* **TASK INSTRUCTIONS**
Give back the entries that follow exactly as written. Any picture gets left out.

* **SUPPLIED DATA**
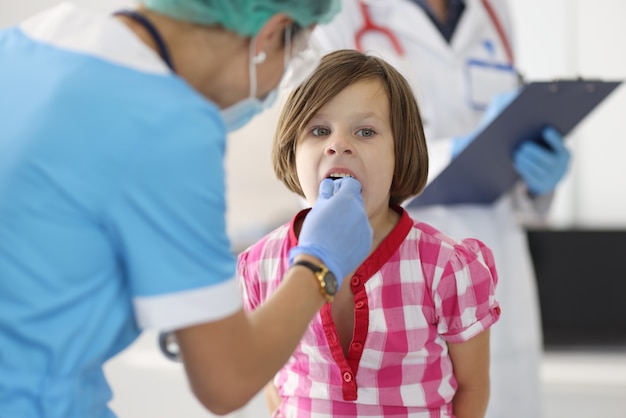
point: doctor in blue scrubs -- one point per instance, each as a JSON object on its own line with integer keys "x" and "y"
{"x": 112, "y": 198}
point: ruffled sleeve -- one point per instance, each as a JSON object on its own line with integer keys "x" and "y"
{"x": 464, "y": 295}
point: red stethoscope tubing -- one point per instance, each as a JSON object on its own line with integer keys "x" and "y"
{"x": 369, "y": 25}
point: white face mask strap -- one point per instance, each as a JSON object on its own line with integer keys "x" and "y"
{"x": 254, "y": 61}
{"x": 287, "y": 48}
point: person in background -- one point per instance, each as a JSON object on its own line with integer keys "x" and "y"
{"x": 112, "y": 198}
{"x": 408, "y": 334}
{"x": 458, "y": 56}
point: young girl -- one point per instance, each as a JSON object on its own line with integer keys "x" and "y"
{"x": 407, "y": 334}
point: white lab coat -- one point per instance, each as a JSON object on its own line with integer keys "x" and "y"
{"x": 438, "y": 72}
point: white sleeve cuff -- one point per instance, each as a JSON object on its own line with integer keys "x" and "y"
{"x": 190, "y": 307}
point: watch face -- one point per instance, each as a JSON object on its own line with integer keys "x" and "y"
{"x": 330, "y": 283}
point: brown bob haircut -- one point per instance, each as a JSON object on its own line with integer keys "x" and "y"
{"x": 336, "y": 71}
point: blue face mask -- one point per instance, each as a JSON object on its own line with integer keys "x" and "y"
{"x": 240, "y": 113}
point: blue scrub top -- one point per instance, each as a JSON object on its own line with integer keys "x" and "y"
{"x": 112, "y": 209}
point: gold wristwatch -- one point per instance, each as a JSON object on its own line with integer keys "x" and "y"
{"x": 326, "y": 278}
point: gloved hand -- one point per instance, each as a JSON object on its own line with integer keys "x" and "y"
{"x": 542, "y": 167}
{"x": 337, "y": 229}
{"x": 497, "y": 104}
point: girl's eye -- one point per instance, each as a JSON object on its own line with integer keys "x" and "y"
{"x": 366, "y": 132}
{"x": 320, "y": 131}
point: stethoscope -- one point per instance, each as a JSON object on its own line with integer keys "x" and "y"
{"x": 370, "y": 26}
{"x": 154, "y": 33}
{"x": 167, "y": 340}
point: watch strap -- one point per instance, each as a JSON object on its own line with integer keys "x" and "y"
{"x": 319, "y": 271}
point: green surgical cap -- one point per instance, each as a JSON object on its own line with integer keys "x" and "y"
{"x": 246, "y": 17}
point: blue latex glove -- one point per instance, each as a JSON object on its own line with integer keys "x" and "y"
{"x": 497, "y": 104}
{"x": 542, "y": 167}
{"x": 337, "y": 229}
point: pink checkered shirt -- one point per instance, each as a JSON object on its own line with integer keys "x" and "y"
{"x": 418, "y": 290}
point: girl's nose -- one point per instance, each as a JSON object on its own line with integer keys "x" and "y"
{"x": 339, "y": 144}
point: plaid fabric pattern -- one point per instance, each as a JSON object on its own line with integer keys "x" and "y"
{"x": 417, "y": 291}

* **ANSWER SECTION**
point: doctor in blue scrubs -- one point per instance, each as a JSON object on its own line with integer keys "x" and "y"
{"x": 112, "y": 198}
point: ruffled sleeve -- one point per instance, each as a JSON object on its own line with integer keys "x" and "y"
{"x": 464, "y": 295}
point: red stethoscope tubing -- one point per instance, each as a JSON object on its own line with integer keys "x" and "y"
{"x": 369, "y": 25}
point: white face mask strap -- one point per instance, each as a JSON object on its own line with integer keys "x" and "y"
{"x": 254, "y": 61}
{"x": 287, "y": 48}
point: person in background -- one point per instance, each as a JSON object on its own line with integer keys "x" and "y"
{"x": 112, "y": 198}
{"x": 408, "y": 334}
{"x": 458, "y": 56}
point: young girl -- one point per instance, each as a JSON object on its own line with integer keys "x" and "y"
{"x": 407, "y": 334}
point: white lab coat -- one point per instance, each as a JSON object on its own line with integer keys "x" and "y"
{"x": 438, "y": 72}
point: white sleeve cuff -- one point per instance, each as a JSON object on its own line with integer keys "x" and "y"
{"x": 190, "y": 307}
point: watch face -- one point per instance, each as a JSON object on its own line with integer keys "x" and "y"
{"x": 330, "y": 283}
point: brown bob haircut -- one point per instance, each as a JSON object on its own line with integer keys "x" and "y"
{"x": 336, "y": 71}
point: blue face mask -- one point per instance, each as a JSON object on its own line with integer keys "x" and "y"
{"x": 240, "y": 113}
point: blue scrub top -- one point per instance, each as a JSON object on its own line with integer keys "x" and "y"
{"x": 112, "y": 209}
point: gold wristwatch -- one point per instance, each as a JSON object on its own line with integer keys "x" and "y"
{"x": 326, "y": 278}
point: gloved hand -- one point per instance, each as a JSON object on its own line with integer keys "x" and "y"
{"x": 542, "y": 167}
{"x": 337, "y": 229}
{"x": 497, "y": 104}
point: girl's eye -- one point per instance, each as a JSON object on its own line with integer keys "x" and "y"
{"x": 366, "y": 132}
{"x": 320, "y": 131}
point: stethoscope -- one point per instance, each as a JSON object on its own line with integer keys "x" and "y"
{"x": 370, "y": 26}
{"x": 154, "y": 33}
{"x": 167, "y": 340}
point: watch strap -- one point per instance, each as a JSON object on its own line with integer keys "x" and "y"
{"x": 319, "y": 271}
point: green surgical cap -- one point per instance, each as a JSON object on its own line with integer keys "x" and "y"
{"x": 246, "y": 17}
point: blue latex glove -- one point per instance, each as a JSON object on its own line with integer keys "x" and "y"
{"x": 497, "y": 104}
{"x": 542, "y": 167}
{"x": 337, "y": 229}
point: pink checkered shirt -- one point per instance, each as a JSON object on its own line with integer keys "x" and "y"
{"x": 418, "y": 290}
point: girl's nose -- one point per instance, each as a JSON object on its own line with integer keys "x" and "y"
{"x": 339, "y": 144}
point: plaid fabric pattern -- one point per instance, each as a JSON object on its own line with integer keys "x" and "y"
{"x": 417, "y": 291}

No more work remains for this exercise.